● Exercise details:
Can you reproduce the records word for word, starting at their first line and stopping after the line that contains "point(213, 834)"?

● Dataset records:
BEGIN

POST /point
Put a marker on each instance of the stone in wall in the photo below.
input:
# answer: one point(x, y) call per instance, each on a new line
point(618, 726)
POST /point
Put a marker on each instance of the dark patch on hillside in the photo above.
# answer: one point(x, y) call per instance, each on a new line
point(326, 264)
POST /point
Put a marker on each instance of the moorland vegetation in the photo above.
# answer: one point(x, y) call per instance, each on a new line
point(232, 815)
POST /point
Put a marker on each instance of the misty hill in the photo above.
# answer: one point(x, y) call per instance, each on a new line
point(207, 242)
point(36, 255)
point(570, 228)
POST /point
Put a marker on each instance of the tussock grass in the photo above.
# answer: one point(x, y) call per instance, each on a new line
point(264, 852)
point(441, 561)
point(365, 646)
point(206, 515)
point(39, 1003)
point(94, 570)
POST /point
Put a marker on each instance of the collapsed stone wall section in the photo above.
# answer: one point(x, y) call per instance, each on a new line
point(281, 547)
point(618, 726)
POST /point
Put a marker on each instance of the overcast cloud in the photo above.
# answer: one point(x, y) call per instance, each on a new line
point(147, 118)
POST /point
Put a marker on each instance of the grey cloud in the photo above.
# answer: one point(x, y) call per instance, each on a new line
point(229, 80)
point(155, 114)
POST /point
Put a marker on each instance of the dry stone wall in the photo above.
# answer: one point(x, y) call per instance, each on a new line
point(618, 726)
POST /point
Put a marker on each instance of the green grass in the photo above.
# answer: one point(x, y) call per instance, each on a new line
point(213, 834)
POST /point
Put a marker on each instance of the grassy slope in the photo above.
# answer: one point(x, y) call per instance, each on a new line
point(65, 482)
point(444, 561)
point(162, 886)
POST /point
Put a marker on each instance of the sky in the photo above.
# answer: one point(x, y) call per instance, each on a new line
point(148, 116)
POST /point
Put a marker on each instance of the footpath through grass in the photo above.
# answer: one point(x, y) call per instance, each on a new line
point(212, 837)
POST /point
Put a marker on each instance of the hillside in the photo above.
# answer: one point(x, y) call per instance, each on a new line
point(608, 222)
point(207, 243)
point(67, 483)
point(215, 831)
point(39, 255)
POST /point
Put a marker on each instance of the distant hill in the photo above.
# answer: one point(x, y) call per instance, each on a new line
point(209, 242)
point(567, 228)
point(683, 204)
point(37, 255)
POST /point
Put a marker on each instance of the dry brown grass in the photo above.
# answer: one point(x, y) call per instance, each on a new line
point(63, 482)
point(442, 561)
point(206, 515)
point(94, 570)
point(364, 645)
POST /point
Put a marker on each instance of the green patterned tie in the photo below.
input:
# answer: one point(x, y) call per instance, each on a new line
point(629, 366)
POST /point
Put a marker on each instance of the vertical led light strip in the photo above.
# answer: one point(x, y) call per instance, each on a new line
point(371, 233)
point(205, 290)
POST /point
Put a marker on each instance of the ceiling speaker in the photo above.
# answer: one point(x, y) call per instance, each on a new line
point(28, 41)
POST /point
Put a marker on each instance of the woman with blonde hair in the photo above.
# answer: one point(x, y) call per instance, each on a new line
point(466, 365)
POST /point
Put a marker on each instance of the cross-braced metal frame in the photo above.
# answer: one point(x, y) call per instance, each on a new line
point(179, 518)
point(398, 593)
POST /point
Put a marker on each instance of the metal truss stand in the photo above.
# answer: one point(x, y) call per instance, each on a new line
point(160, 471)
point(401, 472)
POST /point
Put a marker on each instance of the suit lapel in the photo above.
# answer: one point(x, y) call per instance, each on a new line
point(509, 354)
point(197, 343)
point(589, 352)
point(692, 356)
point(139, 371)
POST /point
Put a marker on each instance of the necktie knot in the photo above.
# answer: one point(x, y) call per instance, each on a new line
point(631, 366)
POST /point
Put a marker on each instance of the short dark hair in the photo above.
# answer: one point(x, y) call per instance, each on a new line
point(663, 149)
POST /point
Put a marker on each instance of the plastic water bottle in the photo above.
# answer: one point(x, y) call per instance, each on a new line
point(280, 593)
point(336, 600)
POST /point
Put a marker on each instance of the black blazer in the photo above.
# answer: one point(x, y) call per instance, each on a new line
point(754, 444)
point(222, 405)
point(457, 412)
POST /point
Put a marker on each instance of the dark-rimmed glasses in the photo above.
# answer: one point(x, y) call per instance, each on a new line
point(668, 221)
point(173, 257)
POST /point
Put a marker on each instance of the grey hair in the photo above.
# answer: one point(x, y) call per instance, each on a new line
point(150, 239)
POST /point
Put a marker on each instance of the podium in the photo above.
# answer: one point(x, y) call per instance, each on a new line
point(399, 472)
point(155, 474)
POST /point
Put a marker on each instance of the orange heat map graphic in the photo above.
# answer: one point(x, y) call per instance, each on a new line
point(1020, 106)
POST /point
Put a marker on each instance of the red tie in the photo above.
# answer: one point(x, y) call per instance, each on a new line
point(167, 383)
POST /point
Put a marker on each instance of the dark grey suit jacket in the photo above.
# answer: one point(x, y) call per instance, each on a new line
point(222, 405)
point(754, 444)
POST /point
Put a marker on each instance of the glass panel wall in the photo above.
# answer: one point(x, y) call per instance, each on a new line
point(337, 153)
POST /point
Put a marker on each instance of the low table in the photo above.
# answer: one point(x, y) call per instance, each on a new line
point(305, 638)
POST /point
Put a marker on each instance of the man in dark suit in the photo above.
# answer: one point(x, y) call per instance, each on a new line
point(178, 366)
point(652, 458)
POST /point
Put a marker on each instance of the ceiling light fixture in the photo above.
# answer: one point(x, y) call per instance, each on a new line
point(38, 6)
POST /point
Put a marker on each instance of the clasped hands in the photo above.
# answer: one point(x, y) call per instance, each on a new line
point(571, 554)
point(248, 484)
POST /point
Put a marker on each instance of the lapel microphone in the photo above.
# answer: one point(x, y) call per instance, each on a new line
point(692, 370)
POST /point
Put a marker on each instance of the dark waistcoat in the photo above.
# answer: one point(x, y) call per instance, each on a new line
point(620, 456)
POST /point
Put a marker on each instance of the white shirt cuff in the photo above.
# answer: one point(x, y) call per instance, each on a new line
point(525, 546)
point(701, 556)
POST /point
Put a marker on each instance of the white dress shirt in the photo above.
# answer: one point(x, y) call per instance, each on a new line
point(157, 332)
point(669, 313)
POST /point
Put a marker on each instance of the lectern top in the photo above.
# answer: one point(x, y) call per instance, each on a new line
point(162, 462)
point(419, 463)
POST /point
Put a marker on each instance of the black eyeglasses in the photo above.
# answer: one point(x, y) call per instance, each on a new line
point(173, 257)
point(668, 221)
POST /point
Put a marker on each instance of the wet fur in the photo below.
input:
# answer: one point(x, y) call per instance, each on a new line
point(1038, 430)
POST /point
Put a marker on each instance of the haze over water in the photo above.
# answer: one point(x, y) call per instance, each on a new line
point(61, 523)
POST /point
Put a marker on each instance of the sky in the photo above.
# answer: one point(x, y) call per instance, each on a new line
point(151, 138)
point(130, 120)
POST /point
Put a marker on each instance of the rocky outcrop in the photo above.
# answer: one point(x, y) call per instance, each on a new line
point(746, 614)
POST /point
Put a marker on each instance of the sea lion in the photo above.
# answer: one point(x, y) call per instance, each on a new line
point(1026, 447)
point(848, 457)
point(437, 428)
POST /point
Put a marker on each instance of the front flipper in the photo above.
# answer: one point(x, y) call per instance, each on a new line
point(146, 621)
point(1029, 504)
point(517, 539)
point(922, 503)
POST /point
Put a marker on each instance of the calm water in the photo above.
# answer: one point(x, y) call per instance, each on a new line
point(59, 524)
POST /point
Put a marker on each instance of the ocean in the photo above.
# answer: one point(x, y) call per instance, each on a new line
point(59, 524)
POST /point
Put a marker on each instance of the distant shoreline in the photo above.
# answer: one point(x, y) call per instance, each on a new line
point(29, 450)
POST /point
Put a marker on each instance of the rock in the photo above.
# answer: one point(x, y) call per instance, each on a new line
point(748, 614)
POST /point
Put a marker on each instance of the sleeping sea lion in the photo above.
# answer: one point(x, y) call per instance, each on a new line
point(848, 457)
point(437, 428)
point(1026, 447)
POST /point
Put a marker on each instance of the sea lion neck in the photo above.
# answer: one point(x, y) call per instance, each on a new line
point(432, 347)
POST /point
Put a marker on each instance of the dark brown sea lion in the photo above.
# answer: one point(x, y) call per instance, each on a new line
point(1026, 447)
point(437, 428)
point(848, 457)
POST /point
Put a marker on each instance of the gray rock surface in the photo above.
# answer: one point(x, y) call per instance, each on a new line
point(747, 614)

END

● Solution to this problem:
POST /point
Put a marker on each instance of the stone in wall in the photo below.
input:
# answer: one point(x, y) call per instance, each on a new line
point(618, 726)
POST /point
Put a marker on each instance of the dark patch on hillside in the photo above.
# answer: one point(x, y) call per instance, each on a new line
point(326, 264)
POST /point
Put a marker on each instance of the moorland vegetation in the photo above.
# answer: one point(x, y) call per instance, each on a new line
point(232, 815)
POST /point
Put a marker on each instance of the misty hill in the photo above.
# answer: one point(x, y) call per instance, each on a new line
point(207, 242)
point(36, 255)
point(570, 228)
POST /point
Put a marker on each instance of the tussock grass in the photo above.
# answer: one point(x, y) call per instance, each on a new line
point(264, 852)
point(441, 561)
point(365, 646)
point(206, 515)
point(39, 1003)
point(94, 570)
POST /point
Put a marker on each instance of the collapsed stone wall section in the photo above.
# answer: one point(x, y) call per instance, each on a new line
point(281, 547)
point(618, 726)
POST /point
Put a marker on each instance of the overcast cloud in the photo above.
# answer: one point(x, y) call per instance, each on a new line
point(147, 118)
POST /point
Put a marker on each instance of the grey cloud in the photo above.
# answer: one point(x, y) call per instance, each on a new line
point(229, 80)
point(155, 114)
POST /point
Put a marker on each instance of the dry stone wall in the photo above.
# answer: one point(x, y) call per instance, each on a new line
point(618, 726)
POST /point
Put a marker on each instance of the green grass in the photo above.
# answer: one point(x, y) call per instance, each on a new line
point(213, 834)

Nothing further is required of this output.